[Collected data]

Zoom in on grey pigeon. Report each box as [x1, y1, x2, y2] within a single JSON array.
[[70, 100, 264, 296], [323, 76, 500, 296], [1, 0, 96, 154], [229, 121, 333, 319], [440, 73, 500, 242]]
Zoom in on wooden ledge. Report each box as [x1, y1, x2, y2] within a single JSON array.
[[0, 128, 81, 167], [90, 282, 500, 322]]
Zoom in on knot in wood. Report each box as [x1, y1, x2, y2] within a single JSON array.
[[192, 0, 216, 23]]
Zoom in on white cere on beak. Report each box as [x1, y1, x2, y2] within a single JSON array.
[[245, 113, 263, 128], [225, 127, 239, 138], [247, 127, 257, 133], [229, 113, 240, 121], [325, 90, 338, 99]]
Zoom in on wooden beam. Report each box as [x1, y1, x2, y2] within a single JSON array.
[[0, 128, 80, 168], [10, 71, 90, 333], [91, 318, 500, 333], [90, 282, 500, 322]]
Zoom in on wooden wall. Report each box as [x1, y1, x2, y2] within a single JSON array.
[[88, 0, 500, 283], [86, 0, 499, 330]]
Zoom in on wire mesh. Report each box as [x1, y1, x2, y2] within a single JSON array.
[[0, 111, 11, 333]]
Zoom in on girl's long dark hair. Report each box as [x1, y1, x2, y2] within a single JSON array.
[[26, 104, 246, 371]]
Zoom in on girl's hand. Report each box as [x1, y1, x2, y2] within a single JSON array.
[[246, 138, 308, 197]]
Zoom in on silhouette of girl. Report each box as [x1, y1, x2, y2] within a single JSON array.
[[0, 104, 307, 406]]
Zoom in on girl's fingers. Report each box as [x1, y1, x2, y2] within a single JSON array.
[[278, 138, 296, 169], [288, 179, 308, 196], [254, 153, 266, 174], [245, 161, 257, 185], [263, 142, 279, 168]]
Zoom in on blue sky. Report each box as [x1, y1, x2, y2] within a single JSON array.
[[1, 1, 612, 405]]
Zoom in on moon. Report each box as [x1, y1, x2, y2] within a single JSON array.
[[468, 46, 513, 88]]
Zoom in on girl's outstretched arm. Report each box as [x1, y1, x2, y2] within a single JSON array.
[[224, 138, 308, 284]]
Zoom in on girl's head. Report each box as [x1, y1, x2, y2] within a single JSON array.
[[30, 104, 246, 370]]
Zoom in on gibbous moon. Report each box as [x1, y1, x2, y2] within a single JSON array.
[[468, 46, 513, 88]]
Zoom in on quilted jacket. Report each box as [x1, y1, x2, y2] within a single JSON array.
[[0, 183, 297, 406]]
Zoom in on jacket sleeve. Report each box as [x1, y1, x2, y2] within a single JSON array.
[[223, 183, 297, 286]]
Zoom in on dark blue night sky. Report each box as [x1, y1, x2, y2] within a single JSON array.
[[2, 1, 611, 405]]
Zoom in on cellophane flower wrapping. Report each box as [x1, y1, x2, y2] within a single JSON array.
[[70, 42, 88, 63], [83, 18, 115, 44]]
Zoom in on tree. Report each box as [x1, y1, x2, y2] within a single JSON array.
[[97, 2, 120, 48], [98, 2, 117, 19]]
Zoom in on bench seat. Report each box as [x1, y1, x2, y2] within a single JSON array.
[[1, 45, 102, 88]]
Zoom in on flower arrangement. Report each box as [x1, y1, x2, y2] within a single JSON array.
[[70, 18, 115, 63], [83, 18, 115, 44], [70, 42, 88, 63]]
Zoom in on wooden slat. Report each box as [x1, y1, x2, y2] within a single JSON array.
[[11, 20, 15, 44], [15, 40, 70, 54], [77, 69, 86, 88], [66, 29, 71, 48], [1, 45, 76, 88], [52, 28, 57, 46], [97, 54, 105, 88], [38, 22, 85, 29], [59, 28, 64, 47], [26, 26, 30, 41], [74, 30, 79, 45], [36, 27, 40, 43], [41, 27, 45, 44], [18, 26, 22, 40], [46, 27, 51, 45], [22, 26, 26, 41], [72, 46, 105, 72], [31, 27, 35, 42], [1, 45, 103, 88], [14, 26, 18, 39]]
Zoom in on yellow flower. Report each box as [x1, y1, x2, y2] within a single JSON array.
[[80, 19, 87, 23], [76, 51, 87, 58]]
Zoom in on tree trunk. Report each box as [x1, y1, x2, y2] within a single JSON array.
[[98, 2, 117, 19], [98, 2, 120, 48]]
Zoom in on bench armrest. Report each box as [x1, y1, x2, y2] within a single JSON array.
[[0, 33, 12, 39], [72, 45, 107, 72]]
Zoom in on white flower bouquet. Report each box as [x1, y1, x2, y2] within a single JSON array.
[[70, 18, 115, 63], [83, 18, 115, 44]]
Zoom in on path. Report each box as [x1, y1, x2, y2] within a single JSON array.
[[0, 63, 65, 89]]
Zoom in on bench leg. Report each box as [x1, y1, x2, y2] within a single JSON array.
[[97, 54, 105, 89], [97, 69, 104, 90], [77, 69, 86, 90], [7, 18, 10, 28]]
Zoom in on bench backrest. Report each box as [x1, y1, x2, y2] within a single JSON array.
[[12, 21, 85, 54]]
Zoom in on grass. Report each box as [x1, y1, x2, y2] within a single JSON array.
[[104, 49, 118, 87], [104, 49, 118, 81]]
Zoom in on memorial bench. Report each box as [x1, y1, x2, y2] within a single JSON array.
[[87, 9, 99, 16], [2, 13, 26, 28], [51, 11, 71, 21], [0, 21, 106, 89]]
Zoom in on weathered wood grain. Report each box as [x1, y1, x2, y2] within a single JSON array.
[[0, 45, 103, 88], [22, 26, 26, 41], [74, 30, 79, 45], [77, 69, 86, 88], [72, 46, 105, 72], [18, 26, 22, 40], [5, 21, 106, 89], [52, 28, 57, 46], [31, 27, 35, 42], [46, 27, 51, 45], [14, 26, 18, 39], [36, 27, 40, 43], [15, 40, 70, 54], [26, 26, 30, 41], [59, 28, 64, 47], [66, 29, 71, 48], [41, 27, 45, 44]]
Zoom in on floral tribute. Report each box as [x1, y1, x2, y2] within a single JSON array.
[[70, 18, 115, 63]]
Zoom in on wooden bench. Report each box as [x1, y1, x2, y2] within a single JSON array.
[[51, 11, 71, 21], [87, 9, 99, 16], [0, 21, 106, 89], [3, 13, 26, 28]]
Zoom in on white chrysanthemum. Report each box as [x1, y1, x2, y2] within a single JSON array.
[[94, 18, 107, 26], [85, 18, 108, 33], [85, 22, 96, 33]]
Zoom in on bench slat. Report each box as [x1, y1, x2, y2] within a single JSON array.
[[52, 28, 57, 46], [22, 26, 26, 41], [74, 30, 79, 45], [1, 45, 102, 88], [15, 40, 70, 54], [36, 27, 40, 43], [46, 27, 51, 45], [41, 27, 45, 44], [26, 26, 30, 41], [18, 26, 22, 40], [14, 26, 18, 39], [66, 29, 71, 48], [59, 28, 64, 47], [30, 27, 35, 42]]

## Task description
Give the entries again exactly as they stand.

## Problem solution
Zoom in on grey pigeon. Report each box as [x1, y1, x2, y2] within a single JSON array.
[[70, 100, 264, 296], [323, 76, 500, 296], [1, 0, 96, 154], [229, 121, 333, 319], [440, 73, 500, 242]]
Zoom in on wooden ledge. Report each box as [x1, y1, x2, y2] within a single JSON array.
[[0, 128, 81, 167], [90, 282, 500, 322]]
Zoom in on knot in wood. Report each box as [x1, y1, x2, y2] within a single JSON array.
[[192, 0, 216, 23]]
Zoom in on white cere on beak. Report each box as [x1, y1, x2, y2] within a single JSON array.
[[245, 113, 263, 128], [225, 127, 239, 138], [247, 127, 257, 133], [229, 113, 240, 121], [325, 90, 338, 99]]
Zoom in on wooden beam. Report each box as [x1, y1, x2, y2] within a single JSON array.
[[0, 128, 80, 168], [10, 71, 90, 333], [91, 318, 500, 333], [90, 282, 500, 322]]
Zoom in on wooden wall. Report each box as [x1, y1, x2, y2] within a single JSON array.
[[88, 0, 500, 283], [86, 0, 499, 330]]
Zoom in on wire mesh. Report each box as [x1, y1, x2, y2] within a single JSON array.
[[0, 111, 11, 333]]
Zoom in on girl's long dark hair. Report each box as [x1, y1, x2, y2] within a single JSON array.
[[26, 104, 246, 371]]
Zoom in on girl's hand. Report each box as [x1, y1, x2, y2] within a single JSON array.
[[246, 138, 308, 197]]
Zoom in on silhouette of girl. Report each box as [x1, y1, x2, y2] within a single JSON array.
[[0, 104, 307, 406]]
Zoom in on girl's fingers. Report each box as [x1, y1, x2, y2] within a single JSON array.
[[278, 138, 296, 169], [288, 179, 308, 196], [254, 153, 266, 174], [245, 161, 257, 185], [263, 142, 279, 168]]
Zoom in on blue sky. Report each box as [x1, y1, x2, y2] within a single JSON array.
[[1, 1, 612, 405]]
Zoom in on moon. Report each box as [x1, y1, x2, y2] within a single JSON array.
[[468, 46, 513, 88]]
Zoom in on girl's outstretched arm. Report each box as [x1, y1, x2, y2] within a single JSON array.
[[224, 138, 308, 284]]
Zoom in on girl's head. Report each box as [x1, y1, x2, y2] within a single JSON array.
[[30, 104, 246, 370]]
Zoom in on gibbous moon. Report each box as [x1, y1, x2, y2] within a single JSON array.
[[468, 46, 513, 88]]
Zoom in on quilted jacket. Report each box as [x1, y1, x2, y2] within a single JSON array.
[[0, 183, 297, 406]]
Zoom in on jacket sleeve. Report each box as [x1, y1, x2, y2] within a single JSON array.
[[223, 183, 297, 286]]
Zoom in on dark blue night sky. Report each box as [x1, y1, x2, y2] within a single JSON array.
[[2, 1, 611, 405]]
Zoom in on cellophane flower wrapping. Report each box as [x1, y1, x2, y2] within a single JSON array.
[[70, 42, 88, 63], [83, 18, 115, 44]]
Zoom in on tree. Report each box as [x1, y1, x2, y2] within a single JSON array.
[[97, 2, 120, 48], [98, 2, 117, 19]]
Zoom in on bench seat. Report each box as [x1, y1, x2, y2] within a single JSON array.
[[1, 45, 102, 88]]
Zoom in on flower arrangement. Report each box as [x1, y1, x2, y2] within a single JSON array.
[[70, 18, 115, 63], [83, 18, 115, 44], [70, 42, 88, 63]]
Zoom in on wooden slat. Report each box as [x1, y1, x2, y2] within a single JSON array.
[[11, 20, 15, 44], [15, 40, 70, 54], [77, 69, 86, 88], [66, 29, 71, 48], [1, 45, 76, 88], [52, 28, 57, 46], [97, 54, 105, 88], [38, 22, 85, 29], [59, 28, 64, 47], [26, 26, 30, 41], [74, 30, 79, 45], [36, 27, 40, 43], [41, 27, 45, 44], [18, 26, 22, 40], [46, 27, 51, 45], [22, 26, 26, 41], [72, 46, 105, 72], [31, 27, 35, 42], [1, 45, 103, 88], [14, 26, 18, 39]]
Zoom in on yellow flower. Report each box as [x1, y1, x2, y2] within a single JSON array.
[[80, 19, 87, 23], [76, 51, 87, 58]]
Zoom in on tree trunk. Report each box as [x1, y1, x2, y2] within a single JSON array.
[[98, 2, 117, 19], [98, 2, 120, 48]]
Zoom in on bench armrest. Report each box as [x1, y1, x2, y2] within a single JSON array.
[[0, 33, 12, 39], [72, 45, 107, 72]]
Zoom in on white flower bouquet. Report each box as [x1, y1, x2, y2] within a single JSON array.
[[70, 18, 115, 63], [83, 18, 115, 44]]
Zoom in on path. Report each box as [x1, y1, x2, y2] within a single JSON array.
[[0, 63, 65, 89]]
Zoom in on bench leg. Report each box as [x1, y1, x2, y2] within a single JSON array.
[[97, 54, 105, 89], [97, 69, 104, 90], [77, 69, 86, 90], [7, 18, 10, 28]]
Zoom in on bench backrest. Report each box as [x1, y1, x2, y2] within a single JSON array.
[[12, 21, 85, 54]]
Zoom in on grass. Report each box as [x1, y1, x2, y2] within a single JSON array.
[[104, 49, 118, 87], [104, 49, 118, 81]]
Zoom in on memorial bench. Report each box as [x1, y1, x2, y2] within a single JSON array.
[[87, 9, 99, 16], [2, 13, 26, 28], [51, 11, 71, 21], [0, 21, 106, 89]]
Zoom in on weathered wood grain. Report each box as [x1, y1, x2, y2] within a single JSON array.
[[0, 45, 103, 88], [22, 26, 26, 41], [74, 30, 79, 45], [77, 69, 86, 88], [72, 46, 105, 72], [18, 26, 22, 40], [5, 21, 106, 89], [52, 28, 57, 46], [31, 27, 35, 42], [46, 27, 51, 45], [14, 26, 18, 39], [36, 27, 40, 43], [15, 40, 70, 54], [26, 26, 30, 41], [59, 28, 64, 47], [66, 29, 71, 48], [41, 27, 45, 44]]
Zoom in on floral tribute. Report each box as [x1, y1, x2, y2] within a single JSON array.
[[70, 18, 115, 63]]
Zoom in on wooden bench. Report each box as [x1, y1, x2, y2] within a single JSON array.
[[51, 11, 71, 21], [87, 9, 99, 16], [0, 21, 106, 89], [3, 13, 26, 28]]
Zoom in on white chrysanthemum. Report each box as [x1, y1, x2, y2] within a single JSON array.
[[94, 18, 107, 26], [85, 18, 108, 33], [85, 22, 96, 33]]
Zoom in on bench slat. Report each box as [x1, y1, x2, y2] within a single JSON array.
[[52, 28, 57, 46], [22, 26, 26, 41], [74, 30, 79, 45], [1, 45, 102, 88], [15, 40, 70, 54], [36, 27, 40, 43], [46, 27, 51, 45], [41, 27, 45, 44], [26, 26, 30, 41], [18, 26, 22, 40], [14, 26, 18, 39], [66, 29, 71, 48], [59, 28, 64, 47], [30, 27, 35, 42]]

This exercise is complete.